> _Задание A_
Ответьте по отрывку о подготовке к собранию:
(i) Как уходит Хайченко?
(ii) Кто, по словам собеседника, прекрасно подготовил собрание?
(iii) Чьи имена, по требованию говорящего, должна назвать Нея Марковна?
> _Задание B_
Согласуются ли с отрывком о подготовке к собранию следующие утверждения? Для каждого ответьте «да» или «нет» и приведите решающие слова текста.
(i) Рудницкого на бюро РК хвалили.
(ii) Строеву и Сабинину называют подружками.
(iii) Говорящий верит, что Нея Марковна не знает имен.
> _Задание C_
Продолжите отрывок о разговоре с Неей Марковной перед собранием, начав сразу после последней реплики.

Хайченко уходит, хихикая и разводя руками.

— Видите, какая несолидная комедия получается, Д. Ю.

— Никакой комедии, все весьма трагично, наоборот. Умели шкодить, умейте и расхлебывать. Вот Рудницкий прекрасно подготовил собрание, а на бюро райкома что было, знаете? (Рудницкого на бюро РК очень ругали и едва не исключили.) Он вам рассказывал? Так это у него! Что же у вас тогда будет! Сейчас же идите звонить Строевой, Сабининой и другим. Они — ваши подружки, сами тоже хороши, пусть выступают, а то их молчание производит самое дурное впечатление.

Направляюсь в женскую уборную на первом этаже. По дороге, в спину:

— Нея Марковна, положение с каждым днем осложняется. На институт продолжают наседать, в частности, из-за вашего дела. Вы должны обдумать все свои формулировки. То, что вы говорили на бюро, собрание никак не удовлетворит. Вы обязаны дать прямую и четкую квалификацию своего поступка и, главное, — как я вам не раз говорил, — назвать имена тех, кто вам дал подписать. Я ни на минуту не верю в то, что вы не знаете.

— Как, а вы же на бюро говорили, что верите, и мне говорили?

— Не верю, не верю. И никто не поверит. Но это вовсе не важно, верю я или не верю. Важно, чтобы вы назвали. Назовите кого угодно, не все ли равно.

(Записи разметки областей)

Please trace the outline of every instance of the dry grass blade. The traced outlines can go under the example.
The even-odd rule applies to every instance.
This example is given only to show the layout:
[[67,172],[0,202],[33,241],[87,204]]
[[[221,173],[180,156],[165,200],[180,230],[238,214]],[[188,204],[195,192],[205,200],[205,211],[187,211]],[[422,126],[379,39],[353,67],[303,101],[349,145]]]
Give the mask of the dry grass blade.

> _Ответ A_
(i) Хихикая и разводя руками.
(ii) Рудницкий.
(iii) Имена тех, кто дал ей подписать.

> _Ответ B_
(i) Нет: «Рудницкого на бюро РК очень ругали и едва не исключили».
(ii) Да: «Они — ваши подружки».
(iii) Нет: «Я ни на минуту не верю в то, что вы не знаете».

> _Ответ C_
— А потом меня за клевету привлекут?!! В тюрьму?

— Ну что за глупости! Вы же правду скажете!

— Я могу сказать только, что Пырьев мне дал подписать.

— Пырьев? А при чем здесь Пырьев?

— А я твердо помню, что он был в тот вечер в Доме кино. Как сейчас вижу его: идет по фойе со своею Скирдою13. Был. А потом помер.

— Что же вы говорите? Он же умер до подписания писем.

— Нет, после. Я твердо помню его в Доме кино. А больше никого не помню. Можно мне на него показать?

— Никто не поверит, что Пырьев — такой человек — давал письма подписывать.

— А я, кроме него, никого не помню.

— Что же, вы пьяная, что ли, были?

— Пьяная не пьяная, а не помню. Я ляпну на кого-нибудь, а он, может быть, и на просмотре этом не был. Его притянут, а он на меня в суд за клевету. Лучше уж я правду буду говорить, что письмо лежало на столе, я прочла, подписала, а кто был вокруг — не помню, все больше — незнакомые.

— Ну, тогда пеняйте на себя. Я вам все сказал. Я — всё.

Ниже на этих страницах, в главе “Июль”, воспроизведен протокол партийного собрания Института истории искусств от 5 июля 1968 года. Из протокола заседания партбюро от 12 июня я воспроизвожу только собственную речь в ответ на другие выступления и вопросы по моему “персональному делу”. Протокол — не стенограмма, как известно. Но я стремилась к максимальной подробности и ручаюсь за точность каждого зафиксированного мною слова. Много я в жизни писала протоколов, эти — лучшие14.

Из протокола заседания партбюро ИИИ от 12 июня 1968 г.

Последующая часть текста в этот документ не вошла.